(Stored records)
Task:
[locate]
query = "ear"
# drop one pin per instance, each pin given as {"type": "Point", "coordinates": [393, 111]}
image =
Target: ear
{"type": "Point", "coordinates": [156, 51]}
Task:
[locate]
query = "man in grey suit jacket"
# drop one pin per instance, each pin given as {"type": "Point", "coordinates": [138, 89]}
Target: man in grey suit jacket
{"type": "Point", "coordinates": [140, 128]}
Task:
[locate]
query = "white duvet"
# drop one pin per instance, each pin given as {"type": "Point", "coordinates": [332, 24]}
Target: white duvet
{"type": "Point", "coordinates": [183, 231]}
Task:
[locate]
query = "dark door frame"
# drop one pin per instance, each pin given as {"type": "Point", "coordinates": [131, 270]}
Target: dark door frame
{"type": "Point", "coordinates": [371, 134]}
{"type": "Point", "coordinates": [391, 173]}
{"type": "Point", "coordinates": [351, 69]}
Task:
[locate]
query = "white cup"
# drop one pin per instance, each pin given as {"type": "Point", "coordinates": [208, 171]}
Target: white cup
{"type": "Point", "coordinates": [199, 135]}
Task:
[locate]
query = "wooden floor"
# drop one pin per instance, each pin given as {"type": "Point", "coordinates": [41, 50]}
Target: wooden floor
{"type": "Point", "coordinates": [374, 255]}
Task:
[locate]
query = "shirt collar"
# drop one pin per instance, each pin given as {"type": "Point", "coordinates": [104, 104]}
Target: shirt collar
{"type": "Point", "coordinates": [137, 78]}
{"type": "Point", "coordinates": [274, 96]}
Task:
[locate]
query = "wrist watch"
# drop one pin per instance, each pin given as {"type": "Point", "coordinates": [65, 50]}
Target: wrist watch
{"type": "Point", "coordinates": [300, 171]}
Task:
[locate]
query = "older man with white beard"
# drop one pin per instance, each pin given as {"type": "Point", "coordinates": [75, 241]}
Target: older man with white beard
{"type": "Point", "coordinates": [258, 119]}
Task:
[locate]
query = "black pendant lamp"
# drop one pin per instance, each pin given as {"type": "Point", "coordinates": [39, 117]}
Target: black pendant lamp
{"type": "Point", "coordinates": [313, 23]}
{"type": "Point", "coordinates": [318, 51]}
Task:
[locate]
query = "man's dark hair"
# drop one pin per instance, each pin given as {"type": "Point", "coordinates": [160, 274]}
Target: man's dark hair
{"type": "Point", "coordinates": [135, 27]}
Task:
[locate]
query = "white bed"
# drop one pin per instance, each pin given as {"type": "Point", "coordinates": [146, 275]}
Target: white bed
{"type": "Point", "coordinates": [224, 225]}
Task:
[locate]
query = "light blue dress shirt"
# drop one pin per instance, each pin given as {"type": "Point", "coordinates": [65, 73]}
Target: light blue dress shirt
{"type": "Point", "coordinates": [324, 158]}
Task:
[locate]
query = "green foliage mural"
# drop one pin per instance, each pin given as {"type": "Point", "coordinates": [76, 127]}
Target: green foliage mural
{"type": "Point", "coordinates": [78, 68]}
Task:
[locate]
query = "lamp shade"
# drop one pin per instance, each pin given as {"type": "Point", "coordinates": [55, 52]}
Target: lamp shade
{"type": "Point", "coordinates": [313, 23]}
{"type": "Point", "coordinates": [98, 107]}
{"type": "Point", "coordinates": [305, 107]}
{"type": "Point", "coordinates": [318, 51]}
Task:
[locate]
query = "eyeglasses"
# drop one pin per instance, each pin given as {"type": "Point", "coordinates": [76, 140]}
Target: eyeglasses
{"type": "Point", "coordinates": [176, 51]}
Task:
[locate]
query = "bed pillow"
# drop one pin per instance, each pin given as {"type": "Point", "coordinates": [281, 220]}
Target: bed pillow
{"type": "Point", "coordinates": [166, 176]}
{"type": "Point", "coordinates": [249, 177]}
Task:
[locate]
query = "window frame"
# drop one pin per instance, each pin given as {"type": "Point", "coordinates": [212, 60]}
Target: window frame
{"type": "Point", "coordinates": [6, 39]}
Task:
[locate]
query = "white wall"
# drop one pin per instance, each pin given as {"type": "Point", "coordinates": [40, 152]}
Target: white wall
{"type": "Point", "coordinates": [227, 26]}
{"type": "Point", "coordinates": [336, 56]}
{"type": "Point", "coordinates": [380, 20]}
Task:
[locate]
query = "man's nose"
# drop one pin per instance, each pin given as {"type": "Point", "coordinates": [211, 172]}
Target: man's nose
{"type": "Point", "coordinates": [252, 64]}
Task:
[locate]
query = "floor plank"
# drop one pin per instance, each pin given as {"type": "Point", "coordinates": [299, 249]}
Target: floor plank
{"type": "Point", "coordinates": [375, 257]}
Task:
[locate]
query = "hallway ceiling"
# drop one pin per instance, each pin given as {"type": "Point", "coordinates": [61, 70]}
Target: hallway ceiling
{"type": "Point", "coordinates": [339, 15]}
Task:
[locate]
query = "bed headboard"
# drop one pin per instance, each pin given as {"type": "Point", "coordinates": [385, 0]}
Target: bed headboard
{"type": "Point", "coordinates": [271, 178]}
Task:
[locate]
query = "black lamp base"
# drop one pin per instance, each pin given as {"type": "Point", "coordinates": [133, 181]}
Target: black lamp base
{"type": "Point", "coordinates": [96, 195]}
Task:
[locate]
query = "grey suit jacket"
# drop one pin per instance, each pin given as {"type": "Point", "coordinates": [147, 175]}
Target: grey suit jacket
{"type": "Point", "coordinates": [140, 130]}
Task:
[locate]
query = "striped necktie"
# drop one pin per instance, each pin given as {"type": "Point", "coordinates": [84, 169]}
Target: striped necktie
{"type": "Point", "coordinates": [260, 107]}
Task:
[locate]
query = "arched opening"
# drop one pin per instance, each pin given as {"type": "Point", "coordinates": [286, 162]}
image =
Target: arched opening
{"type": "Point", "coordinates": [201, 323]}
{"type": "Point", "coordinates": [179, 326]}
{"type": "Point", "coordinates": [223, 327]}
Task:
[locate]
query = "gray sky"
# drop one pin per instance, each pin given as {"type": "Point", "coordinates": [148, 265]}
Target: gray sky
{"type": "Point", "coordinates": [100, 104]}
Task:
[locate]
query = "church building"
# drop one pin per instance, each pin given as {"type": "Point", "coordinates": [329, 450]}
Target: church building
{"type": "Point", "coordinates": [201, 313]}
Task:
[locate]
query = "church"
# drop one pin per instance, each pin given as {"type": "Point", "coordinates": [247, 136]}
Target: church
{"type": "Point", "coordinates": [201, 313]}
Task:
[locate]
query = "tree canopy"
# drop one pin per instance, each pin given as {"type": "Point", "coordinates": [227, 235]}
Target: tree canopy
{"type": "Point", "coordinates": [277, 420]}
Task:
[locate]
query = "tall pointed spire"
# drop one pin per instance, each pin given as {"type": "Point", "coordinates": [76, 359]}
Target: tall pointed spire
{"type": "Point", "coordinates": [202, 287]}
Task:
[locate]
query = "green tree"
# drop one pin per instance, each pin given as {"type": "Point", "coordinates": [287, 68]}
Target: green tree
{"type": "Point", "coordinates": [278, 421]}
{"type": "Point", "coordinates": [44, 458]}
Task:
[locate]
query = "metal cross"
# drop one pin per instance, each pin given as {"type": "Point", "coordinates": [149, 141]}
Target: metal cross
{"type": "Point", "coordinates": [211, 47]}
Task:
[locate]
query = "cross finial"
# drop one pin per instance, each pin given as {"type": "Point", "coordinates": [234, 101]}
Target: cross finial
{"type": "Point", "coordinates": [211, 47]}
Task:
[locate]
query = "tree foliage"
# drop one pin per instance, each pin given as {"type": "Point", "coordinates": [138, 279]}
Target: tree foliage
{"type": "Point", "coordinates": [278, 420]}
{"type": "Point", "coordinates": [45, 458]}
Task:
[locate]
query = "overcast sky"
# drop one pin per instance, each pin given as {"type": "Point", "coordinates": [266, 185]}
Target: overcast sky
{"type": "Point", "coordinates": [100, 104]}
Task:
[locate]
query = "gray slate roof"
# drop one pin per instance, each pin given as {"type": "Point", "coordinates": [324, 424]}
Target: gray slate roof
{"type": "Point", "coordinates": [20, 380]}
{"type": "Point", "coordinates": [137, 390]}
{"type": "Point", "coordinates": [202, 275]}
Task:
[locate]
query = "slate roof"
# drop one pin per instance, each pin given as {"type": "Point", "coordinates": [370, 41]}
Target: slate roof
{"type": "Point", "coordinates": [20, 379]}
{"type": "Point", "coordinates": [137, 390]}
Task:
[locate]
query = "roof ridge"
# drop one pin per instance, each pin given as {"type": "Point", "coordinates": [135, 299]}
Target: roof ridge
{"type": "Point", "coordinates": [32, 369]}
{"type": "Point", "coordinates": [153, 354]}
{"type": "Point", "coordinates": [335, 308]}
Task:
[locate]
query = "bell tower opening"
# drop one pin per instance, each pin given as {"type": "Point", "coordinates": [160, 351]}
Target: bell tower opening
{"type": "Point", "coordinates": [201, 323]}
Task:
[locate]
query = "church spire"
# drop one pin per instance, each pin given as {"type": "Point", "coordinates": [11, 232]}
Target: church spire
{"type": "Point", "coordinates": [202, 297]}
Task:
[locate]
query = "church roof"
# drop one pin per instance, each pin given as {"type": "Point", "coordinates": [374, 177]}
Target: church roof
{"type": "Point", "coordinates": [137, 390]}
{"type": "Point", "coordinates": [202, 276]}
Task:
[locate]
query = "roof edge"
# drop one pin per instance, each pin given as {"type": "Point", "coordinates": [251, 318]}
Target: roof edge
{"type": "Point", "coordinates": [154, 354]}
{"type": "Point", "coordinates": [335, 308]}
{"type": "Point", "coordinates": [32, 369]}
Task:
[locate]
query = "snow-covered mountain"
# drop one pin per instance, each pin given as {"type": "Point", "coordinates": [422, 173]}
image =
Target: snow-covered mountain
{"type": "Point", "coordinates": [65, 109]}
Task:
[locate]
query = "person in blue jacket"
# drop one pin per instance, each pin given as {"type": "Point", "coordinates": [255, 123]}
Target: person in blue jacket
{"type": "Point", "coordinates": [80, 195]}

Problem to work on:
Extract every line of the data above that contains the string "wooden", matching case exactly.

Task solution:
query = "wooden floor"
Target: wooden floor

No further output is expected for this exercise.